Transcribe all records exactly; omit pictures.

********************

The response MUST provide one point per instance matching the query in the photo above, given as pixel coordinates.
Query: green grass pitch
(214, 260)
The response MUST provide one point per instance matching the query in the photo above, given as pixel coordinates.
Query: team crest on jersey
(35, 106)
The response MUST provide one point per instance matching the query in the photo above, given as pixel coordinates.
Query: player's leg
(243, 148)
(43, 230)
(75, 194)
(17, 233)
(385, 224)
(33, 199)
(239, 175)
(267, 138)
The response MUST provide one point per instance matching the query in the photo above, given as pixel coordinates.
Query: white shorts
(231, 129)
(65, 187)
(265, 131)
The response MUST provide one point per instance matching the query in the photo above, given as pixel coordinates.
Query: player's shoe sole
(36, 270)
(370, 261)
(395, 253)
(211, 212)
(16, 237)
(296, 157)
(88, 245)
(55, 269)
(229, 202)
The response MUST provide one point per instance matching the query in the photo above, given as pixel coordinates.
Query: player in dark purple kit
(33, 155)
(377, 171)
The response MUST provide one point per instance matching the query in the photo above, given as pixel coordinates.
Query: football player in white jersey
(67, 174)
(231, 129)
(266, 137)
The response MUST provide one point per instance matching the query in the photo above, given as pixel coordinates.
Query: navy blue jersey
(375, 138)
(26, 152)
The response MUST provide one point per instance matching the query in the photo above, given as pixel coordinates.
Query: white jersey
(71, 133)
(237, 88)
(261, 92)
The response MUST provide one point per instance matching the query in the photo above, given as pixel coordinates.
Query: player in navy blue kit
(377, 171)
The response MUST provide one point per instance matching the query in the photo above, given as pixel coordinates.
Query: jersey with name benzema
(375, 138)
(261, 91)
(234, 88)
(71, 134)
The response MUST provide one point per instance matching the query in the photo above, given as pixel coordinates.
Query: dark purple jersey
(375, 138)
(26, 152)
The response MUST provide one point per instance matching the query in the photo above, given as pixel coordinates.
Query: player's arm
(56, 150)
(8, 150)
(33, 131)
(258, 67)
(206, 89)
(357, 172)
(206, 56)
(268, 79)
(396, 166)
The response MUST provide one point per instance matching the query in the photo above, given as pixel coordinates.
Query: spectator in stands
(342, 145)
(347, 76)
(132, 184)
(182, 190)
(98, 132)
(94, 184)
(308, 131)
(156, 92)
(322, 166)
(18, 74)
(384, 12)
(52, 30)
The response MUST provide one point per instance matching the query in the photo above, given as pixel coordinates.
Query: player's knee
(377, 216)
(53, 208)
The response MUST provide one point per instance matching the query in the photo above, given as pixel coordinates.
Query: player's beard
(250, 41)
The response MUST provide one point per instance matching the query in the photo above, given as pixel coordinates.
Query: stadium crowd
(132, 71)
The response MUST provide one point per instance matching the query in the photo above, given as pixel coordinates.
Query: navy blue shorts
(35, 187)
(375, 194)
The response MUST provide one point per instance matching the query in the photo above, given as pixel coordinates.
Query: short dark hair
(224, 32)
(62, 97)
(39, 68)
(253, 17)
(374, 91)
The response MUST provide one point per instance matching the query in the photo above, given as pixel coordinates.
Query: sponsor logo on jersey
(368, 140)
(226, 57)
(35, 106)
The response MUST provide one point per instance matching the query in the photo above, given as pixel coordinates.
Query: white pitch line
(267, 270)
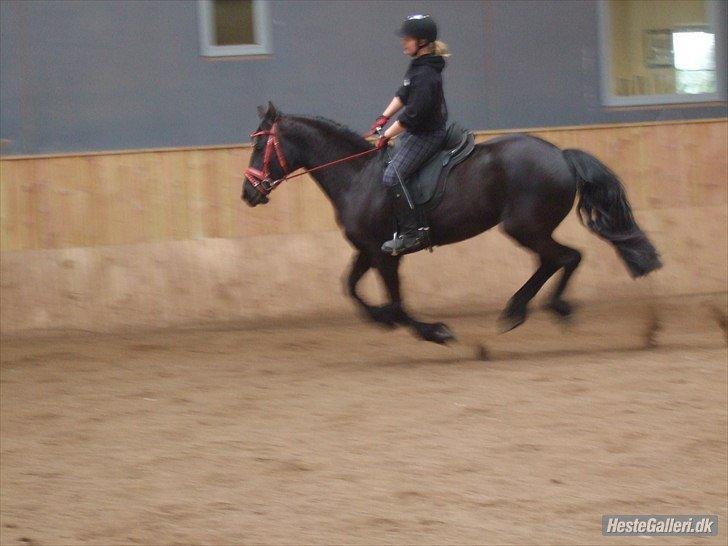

********************

Written response:
The response MUST provide one point per instance matching the query in the photo above, given as pixel coordinates.
Query: green grass pitch
(214, 260)
The response MUST provide one point per instance matching the query in the photo above, given as pixel coordinates.
Query: team crest on jersey
(35, 106)
The response MUST provide one point per instance matching the query in the photo above, given as pixel coordinates.
Query: player's leg
(243, 148)
(43, 230)
(75, 194)
(17, 233)
(385, 224)
(33, 199)
(239, 175)
(267, 138)
The response MUST provide one point per instance matching the query in the photo above, given as pixel coordinates.
Query: white shorts
(231, 129)
(65, 187)
(265, 131)
The response MUST provide one point per instance matching the query in the photo above, given as pixel coordinates.
Query: player's shoe sole
(36, 270)
(370, 261)
(395, 253)
(211, 212)
(16, 237)
(296, 157)
(88, 245)
(55, 269)
(229, 202)
The response MUST provide one point per instance matching the query in the photo above, given as pixel coordinates.
Query: player in dark purple kit
(33, 155)
(377, 171)
The response MUST provide one point per instance matching the query in the photo above, given as pixel coordinates.
Query: football player in white jersey
(67, 174)
(231, 129)
(266, 137)
The response MUST provide one point per instance matching the query in the photo above, given as pixel coordinates.
Query: navy blue jersey
(375, 138)
(26, 152)
The response MUST provide one point per instance matching the query in the photo above, given as pixel coordinates.
Query: white jersey
(71, 133)
(237, 88)
(261, 92)
The response MUST provide one point per instance matching the query in the photo above, given as pixel coordinates.
Query: player in navy blue kit
(377, 171)
The response MUST provide one point per instance matching the query in the photo above, given as pixel coordinates.
Query: jersey with name benzema
(375, 138)
(261, 91)
(234, 88)
(71, 134)
The response MUST provide one point per instance matching the query in the photo above, given as pixel coordinates.
Query: dark purple jersey
(375, 138)
(26, 152)
The response MUST provide one point per instance matching the query in the photo above, given as pixel coordinates.
Query: player's arm
(56, 150)
(8, 150)
(33, 131)
(258, 67)
(206, 89)
(357, 172)
(206, 56)
(268, 79)
(396, 166)
The response MUST provide one point per instance matching the query in the photo above, given as pixel coordinates.
Query: spectator in stands
(342, 145)
(347, 76)
(132, 184)
(182, 190)
(98, 132)
(94, 184)
(308, 131)
(156, 92)
(322, 166)
(18, 74)
(384, 12)
(52, 30)
The response MUST provide one point per instance matching the query in the photo above, given as pixel coordinates.
Query: player's knee
(377, 216)
(53, 208)
The response MUST provide one point per instance matching the query in the photo above, given as pixel coordinates.
Query: player's beard
(250, 41)
The response MUST provide one point per instance matching the query in the photo above, given as pixel coordinates.
Query: stadium crowd
(132, 71)
The response MUST provide one point per instance matching the query in the photo above, given as pixel coordinates.
Query: navy blue shorts
(35, 187)
(375, 194)
The response MUST provide one point per instance matching the query in the photo above, given as pixel coordinates.
Query: short dark hair
(224, 32)
(62, 97)
(39, 68)
(253, 17)
(374, 91)
The response MUST provide one point per instance matching the query in the photo above, given as pixel coordinates.
Query: sponsor logo on jersey
(368, 140)
(226, 57)
(35, 106)
The response MUST provide one point per instance matching the query in the photo above, given as pixel coordinates.
Query: white pitch line
(267, 270)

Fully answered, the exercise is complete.